Given information:
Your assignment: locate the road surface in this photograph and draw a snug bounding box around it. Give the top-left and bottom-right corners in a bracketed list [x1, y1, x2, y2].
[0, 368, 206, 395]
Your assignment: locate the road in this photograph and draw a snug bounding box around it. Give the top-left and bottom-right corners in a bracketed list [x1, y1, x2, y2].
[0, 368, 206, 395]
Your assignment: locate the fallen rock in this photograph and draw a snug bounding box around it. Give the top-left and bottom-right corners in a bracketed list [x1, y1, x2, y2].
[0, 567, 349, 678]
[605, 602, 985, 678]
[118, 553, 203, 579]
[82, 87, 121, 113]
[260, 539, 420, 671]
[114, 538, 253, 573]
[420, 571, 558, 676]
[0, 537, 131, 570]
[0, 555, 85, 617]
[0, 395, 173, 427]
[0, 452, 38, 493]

--

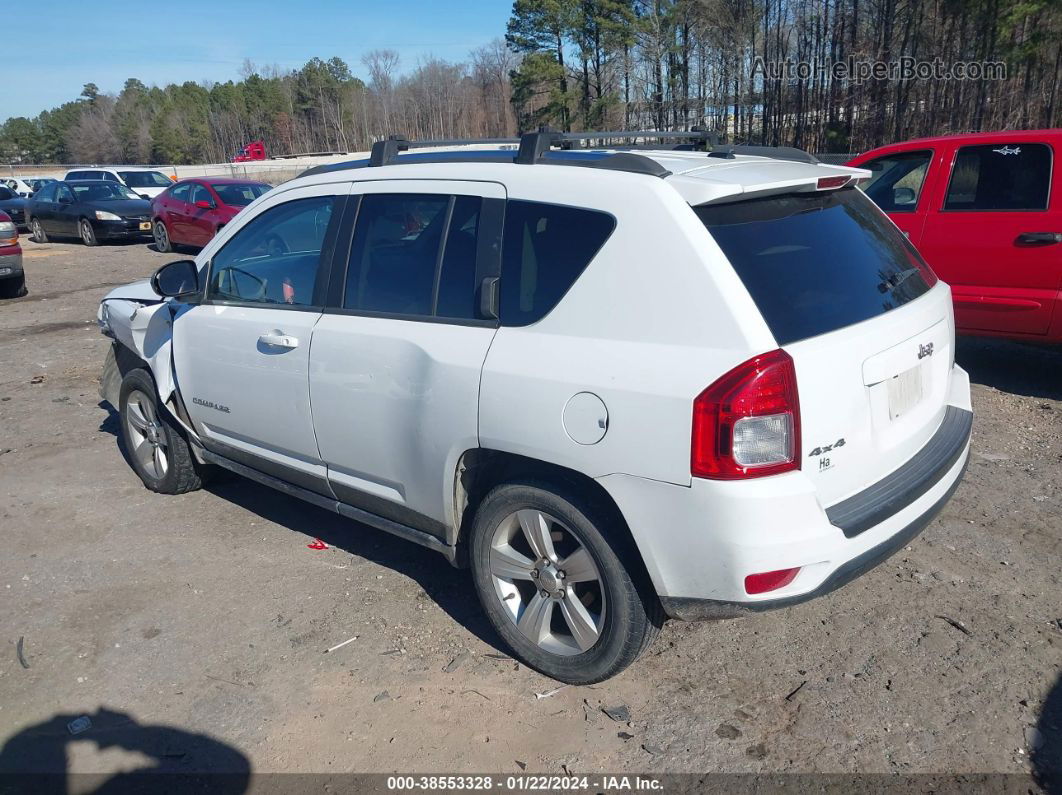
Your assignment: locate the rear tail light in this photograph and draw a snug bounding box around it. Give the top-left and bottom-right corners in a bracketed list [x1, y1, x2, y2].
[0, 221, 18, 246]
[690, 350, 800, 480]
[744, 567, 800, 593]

Exercise:
Show every line of the material above that contains the word "Your", copying each line in full.

Correct output:
Your assignment: locate the road surface in this photograph and draw a snug bounding box around it. Give the top-left and bottom-right corners in a bracketed list [x1, y1, x2, y2].
Your assignment: locate the road in this photograph and draw a snug bounding box around it. Give the top-left and bottom-right corners in a bracketed list [x1, y1, x2, y2].
Your assignment: locate the fallen rock in this photograph and draw a snug bounding box around it. Give the top-left and bottom-right corners in a bracketed list [x1, y1, x2, y2].
Your assignment: locate the rear tail light in this photograph and draw a snug bounding box around it. Give the top-left and bottom-right corners in a bracketed list [x1, y1, x2, y2].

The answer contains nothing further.